TESTO DI RIFERIMENTO -
-.-.-
Il mistero del Dio unico in tre Persone è il principio, la sorgente da cui deriva tutta la realtà creata. Dalla pietra al filo d'erba, al fiore, alle galassie, all'uomo, agli altri esseri spirituali, tutto esiste perché le tre divine Persone lo hanno voluto, continuano a volerlo e quindi continuano a crearlo, cioè a mantenerlo nell'essere. La creazione è sempre in atto, è sempre in corso. Non ci inganniamo quando fissando lo sguardo su una realtà creata, soprattutto sulla persona umana, è come se la vedessimo uscire in quel momento dalla mano di Dio Padre-Figlio-Spirito Santo e la ricevessimo in dono da loro per la nostra felicità. Diventa, così, abituale davanti a una persona o cosa ascoltare nel cuore la voce di Dio che mi dice: Guarda che regalo ti sto facendo e che regalo sei tu! Allora si rinnovano ogni volta la riconoscenza al Signore e il senso di responsabilità di fronte ai suoi doni. Raccontano che sant'Alfonso, quando contemplava i fiori, ripeteva: "Tacete, tacete!". Li esortava cioè a non rimproverare la sua ingratitudine a Dio.

Non ci inganniamo neppure quando, cogliendo l'armonia e l'interdipendenza fra gli esseri creati, pensiamo che al di sotto della realtà tanto varia e molteplice c'è l'amore che tutto pervade e unifica, spingendo ogni cosa a incontrare e servire l'altra, quasi innamorando ogni cosa dell'altra. Nella relazione che lega tra loro le realtà create si riflette "l'amor che fece il sole e l'altre stelle" (Dante). Ma soprattutto nelle relazioni sociali, che costruiscono tra loro, gli uomini imitano e richiamano i rapporti d'amore che il Padre, il Figlio e lo Spirito Santo vivono all'interno della Famiglia divina. In tal modo gli uomini realizzano la loro identità più profonda, quella di essere immagine di Dio.
-.-.-
MATERIALE DI PARTENZA -
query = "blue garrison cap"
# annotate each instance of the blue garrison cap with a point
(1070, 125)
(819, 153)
-.-.-
COMPITI RICHIESTI -
[a] Riassuma in due frasi il testo di riferimento sulla creazione e sul Dio unico in tre Persone.
[b] Secondo il testo di riferimento, che cosa ripeteva sant'Alfonso quando contemplava i fiori?

RISPOSTE ATTESE -
[a] Tutta la realtà creata deriva dal Dio unico in tre Persone, che continua a volerla e a mantenerla nell'essere, sicché la creazione è sempre in corso e ogni persona o cosa può essere accolta come un dono che rinnova la riconoscenza e il senso di responsabilità. Al di sotto della varietà degli esseri creati c'è l'amore che tutto pervade e unifica, e nelle relazioni sociali gli uomini imitano i rapporti d'amore della Famiglia divina, realizzando così la loro identità di immagine di Dio.

[b] "Tacete, tacete!"